(EXTRACT PROVIDED):
┏━━

# How's your sharptail'n?



## mburgess (Aug 11, 2003)

Mine has been less than stellar. I've bagged two birds and more miles than I have ever put on in all my prime spots. Hunted some private land last weekend that I've never not come out of there without a limit? Saw zilch with two noses on the ground? It has been so bad I bought some duck decoys? Haven't purposely hunted ducks in 20 years!


----------



## Dick Monson (Aug 12, 2002)

Seems like the weather has been against good sharptail hunting. Cold. Wet. Windy. Got the pups out this morning for a 3 miler. Put up 5, got 1, missed one on the re-flush. #(*!%&@ I should have had that sucker. It gets to be more work as the season limps along.


----------



## mburgess (Aug 11, 2003)

Got into a few birds today. Birds seemed to be able to put cover, hillsides, bushes, etc, between me and them limiting good shots. Still I should have had 1-2 birds today but my shooting was poor. Looking forward to pheasant season.


----------



## Dick Monson (Aug 12, 2002)

Made a run out yesterday. Sam muffed it on purpose and an old male escaped. I'm going to abondon that area even though I've hunted it for decades. The grassland is going through the grinder there. Moved over about an hour drive today and got up a covey of 6 and scratched 1 down. Sam did pretty good if you call a running point good.  They were in buckbrush pasture ground next to a cut bean field. So far 6 birds for the year, 2 adults, 4 young, 2 female and 4 male.


----------



## mburgess (Aug 11, 2003)

You are doing better than me. I'm not suprised by not finding the birds like I once was. Just a little depressed about it lately. Sharpies have always been my favorite to hunt. My sharptail success has gradually been worsening since I lost my brittany in 2010, he covered a lot of ground and was built for big country. Light, leggy, minimal feathering, geared in turbo speed. With low bird numbers you really need a dog to range out and gobble up some ground. My wires just don't cover the ground or handle the heat my brittany did. They are still good dogs but their range is more suited for being a pheasant dog.


----------



## Dick Monson (Aug 12, 2002)

Last weekend I was trying for phez in a WPA. There was some short grass spots in the middle that we were hurrying across when Sam upwinded a grouse that went out just past range. A hundred yards farther on he upwinded 2 more and I was able to barely scratch one down. I took him a bit but he got the bird, a mature hen.










I was surprised they would hold that long at all this late in the season.


----------



## Dak (Feb 28, 2005)

Been getting a couple tail end Charlies this past week when it was so warm


----------

┗━━

(WRITTEN INSTRUCTION A): Set down, word for word, the stretch of the sharptail hunting thread from "Mine has been" through "in 20 years!".

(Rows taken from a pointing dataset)
┏━━

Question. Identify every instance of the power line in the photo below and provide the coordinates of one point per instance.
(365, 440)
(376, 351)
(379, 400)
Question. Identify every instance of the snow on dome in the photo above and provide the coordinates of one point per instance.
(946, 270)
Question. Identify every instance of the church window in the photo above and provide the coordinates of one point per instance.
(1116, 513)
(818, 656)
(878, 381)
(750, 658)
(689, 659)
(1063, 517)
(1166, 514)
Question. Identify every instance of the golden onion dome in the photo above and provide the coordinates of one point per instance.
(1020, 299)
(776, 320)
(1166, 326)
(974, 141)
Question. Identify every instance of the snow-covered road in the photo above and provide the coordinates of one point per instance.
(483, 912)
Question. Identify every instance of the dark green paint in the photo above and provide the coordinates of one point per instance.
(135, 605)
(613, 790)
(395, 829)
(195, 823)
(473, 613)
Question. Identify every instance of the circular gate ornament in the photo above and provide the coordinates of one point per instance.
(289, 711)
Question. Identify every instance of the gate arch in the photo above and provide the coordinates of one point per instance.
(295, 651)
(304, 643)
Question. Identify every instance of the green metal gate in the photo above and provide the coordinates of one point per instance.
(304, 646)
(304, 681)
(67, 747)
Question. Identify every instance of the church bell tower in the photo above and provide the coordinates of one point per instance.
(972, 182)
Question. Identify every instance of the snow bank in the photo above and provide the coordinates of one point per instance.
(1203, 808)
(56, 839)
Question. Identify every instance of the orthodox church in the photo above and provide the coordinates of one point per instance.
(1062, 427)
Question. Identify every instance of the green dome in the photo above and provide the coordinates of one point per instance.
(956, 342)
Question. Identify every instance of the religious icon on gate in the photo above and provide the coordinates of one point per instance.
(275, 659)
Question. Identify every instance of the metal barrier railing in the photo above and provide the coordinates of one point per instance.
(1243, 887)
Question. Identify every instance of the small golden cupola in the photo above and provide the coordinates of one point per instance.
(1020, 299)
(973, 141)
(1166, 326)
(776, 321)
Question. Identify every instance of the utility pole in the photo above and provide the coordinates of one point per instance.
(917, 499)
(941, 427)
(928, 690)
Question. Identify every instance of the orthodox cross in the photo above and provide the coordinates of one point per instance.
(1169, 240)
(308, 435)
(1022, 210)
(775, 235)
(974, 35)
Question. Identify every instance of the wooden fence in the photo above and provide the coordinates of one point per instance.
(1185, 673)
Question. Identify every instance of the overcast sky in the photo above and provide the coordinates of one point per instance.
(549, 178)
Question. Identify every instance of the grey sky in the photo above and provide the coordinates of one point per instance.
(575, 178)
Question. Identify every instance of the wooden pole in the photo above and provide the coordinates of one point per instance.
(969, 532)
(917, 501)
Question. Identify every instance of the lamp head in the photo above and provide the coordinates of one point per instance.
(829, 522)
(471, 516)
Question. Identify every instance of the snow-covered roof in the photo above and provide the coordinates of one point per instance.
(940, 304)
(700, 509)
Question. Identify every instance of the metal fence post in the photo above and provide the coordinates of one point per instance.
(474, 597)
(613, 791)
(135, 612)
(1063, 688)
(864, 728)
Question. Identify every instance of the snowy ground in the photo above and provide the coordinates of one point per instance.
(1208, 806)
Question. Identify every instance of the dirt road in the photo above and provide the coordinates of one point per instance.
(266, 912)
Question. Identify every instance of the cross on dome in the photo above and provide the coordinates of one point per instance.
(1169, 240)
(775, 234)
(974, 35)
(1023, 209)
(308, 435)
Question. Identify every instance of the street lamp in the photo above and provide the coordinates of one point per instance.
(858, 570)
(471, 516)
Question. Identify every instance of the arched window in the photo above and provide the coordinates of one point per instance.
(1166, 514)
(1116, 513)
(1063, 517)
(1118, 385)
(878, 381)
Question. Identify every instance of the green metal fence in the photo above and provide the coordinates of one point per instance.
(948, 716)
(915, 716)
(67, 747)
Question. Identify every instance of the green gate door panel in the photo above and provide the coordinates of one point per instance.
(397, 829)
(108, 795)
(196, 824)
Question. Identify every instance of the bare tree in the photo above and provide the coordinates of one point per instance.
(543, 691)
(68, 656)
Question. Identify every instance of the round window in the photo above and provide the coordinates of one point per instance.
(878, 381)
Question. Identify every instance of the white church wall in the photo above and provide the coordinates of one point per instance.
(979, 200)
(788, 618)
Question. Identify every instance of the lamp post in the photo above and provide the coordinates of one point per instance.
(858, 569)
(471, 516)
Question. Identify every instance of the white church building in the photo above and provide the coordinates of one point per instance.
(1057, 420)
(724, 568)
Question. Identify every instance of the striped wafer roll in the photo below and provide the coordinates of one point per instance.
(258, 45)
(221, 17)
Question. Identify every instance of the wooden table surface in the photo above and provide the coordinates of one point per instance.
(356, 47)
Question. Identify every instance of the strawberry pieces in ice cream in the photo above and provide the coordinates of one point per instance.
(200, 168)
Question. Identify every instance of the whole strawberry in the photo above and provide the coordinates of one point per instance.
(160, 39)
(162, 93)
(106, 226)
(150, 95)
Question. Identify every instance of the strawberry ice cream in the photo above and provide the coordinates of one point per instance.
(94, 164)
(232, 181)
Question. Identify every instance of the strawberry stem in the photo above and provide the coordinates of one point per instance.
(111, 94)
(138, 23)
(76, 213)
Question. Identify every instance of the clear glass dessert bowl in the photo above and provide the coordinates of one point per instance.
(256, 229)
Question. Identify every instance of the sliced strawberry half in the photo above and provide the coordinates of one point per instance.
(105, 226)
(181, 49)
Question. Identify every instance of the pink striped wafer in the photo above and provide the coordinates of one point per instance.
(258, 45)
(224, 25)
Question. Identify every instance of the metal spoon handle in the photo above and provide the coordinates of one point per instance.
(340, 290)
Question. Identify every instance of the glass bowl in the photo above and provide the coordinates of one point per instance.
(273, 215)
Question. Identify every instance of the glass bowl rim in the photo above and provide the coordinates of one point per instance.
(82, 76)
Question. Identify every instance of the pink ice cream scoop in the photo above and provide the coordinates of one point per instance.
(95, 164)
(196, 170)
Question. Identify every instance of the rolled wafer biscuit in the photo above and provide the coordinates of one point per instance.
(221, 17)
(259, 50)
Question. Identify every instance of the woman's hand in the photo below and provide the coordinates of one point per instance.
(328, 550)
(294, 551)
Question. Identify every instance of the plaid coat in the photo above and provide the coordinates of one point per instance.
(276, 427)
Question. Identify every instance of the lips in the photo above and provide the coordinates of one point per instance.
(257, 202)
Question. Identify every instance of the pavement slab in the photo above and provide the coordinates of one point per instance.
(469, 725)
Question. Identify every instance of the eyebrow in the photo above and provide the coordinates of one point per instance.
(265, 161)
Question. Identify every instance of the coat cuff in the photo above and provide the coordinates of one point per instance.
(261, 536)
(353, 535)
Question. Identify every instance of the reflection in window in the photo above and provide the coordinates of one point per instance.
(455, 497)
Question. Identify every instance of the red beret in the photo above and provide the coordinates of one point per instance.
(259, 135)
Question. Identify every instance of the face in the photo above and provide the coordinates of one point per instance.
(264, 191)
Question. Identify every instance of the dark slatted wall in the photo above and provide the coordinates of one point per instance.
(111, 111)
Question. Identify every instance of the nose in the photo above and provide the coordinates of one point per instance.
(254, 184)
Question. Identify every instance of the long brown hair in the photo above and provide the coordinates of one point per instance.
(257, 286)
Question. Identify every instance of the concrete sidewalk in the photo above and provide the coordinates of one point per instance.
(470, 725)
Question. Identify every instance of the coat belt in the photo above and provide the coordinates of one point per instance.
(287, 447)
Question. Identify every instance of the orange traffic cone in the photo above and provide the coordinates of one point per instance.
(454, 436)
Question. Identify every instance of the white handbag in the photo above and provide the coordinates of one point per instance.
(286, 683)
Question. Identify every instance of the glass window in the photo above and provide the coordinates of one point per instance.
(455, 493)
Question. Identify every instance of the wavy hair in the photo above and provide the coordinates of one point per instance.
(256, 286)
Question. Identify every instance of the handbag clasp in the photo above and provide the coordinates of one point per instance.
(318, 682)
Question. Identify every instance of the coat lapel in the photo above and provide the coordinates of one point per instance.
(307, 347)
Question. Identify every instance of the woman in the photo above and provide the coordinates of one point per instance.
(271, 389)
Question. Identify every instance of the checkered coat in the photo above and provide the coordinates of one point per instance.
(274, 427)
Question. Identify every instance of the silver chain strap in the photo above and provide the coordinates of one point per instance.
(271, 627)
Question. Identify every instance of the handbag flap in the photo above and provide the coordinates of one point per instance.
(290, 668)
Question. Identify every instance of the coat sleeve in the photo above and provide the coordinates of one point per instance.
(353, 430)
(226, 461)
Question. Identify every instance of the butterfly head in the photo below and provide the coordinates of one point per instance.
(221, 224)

┗━━

(WRITTEN INSTRUCTION B): Rescale the stretch of the records from the line containing "Question. Identify every instance of the coat lapel" through the end of the records. Give every line in that stretch again, requests included, with each point coordinate multiplied by 1.35 and rounded to a whole number, halves rounded up, and give only those lines.

(EXERCISE ANSWER A):
Mine has been less than stellar. I've bagged two birds and more miles than I have ever put on in all my prime spots. Hunted some private land last weekend that I've never not come out of there without a limit? Saw zilch with two noses on the ground? It has been so bad I bought some duck decoys? Haven't purposely hunted ducks in 20 years!

(EXERCISE ANSWER B):
Question. Identify every instance of the coat lapel in the photo above and provide the coordinates of one point per instance.
(414, 468)
Question. Identify every instance of the woman in the photo above and provide the coordinates of one point per instance.
(366, 525)
Question. Identify every instance of the checkered coat in the photo above and provide the coordinates of one point per instance.
(370, 576)
Question. Identify every instance of the silver chain strap in the photo above and provide the coordinates of one point per instance.
(366, 846)
Question. Identify every instance of the handbag flap in the photo above and provide the coordinates of one point per instance.
(392, 902)
Question. Identify every instance of the coat sleeve in the photo above and provide the coordinates of one point per instance.
(477, 581)
(305, 622)
Question. Identify every instance of the butterfly head in the photo below and provide the coordinates of one point per instance.
(298, 302)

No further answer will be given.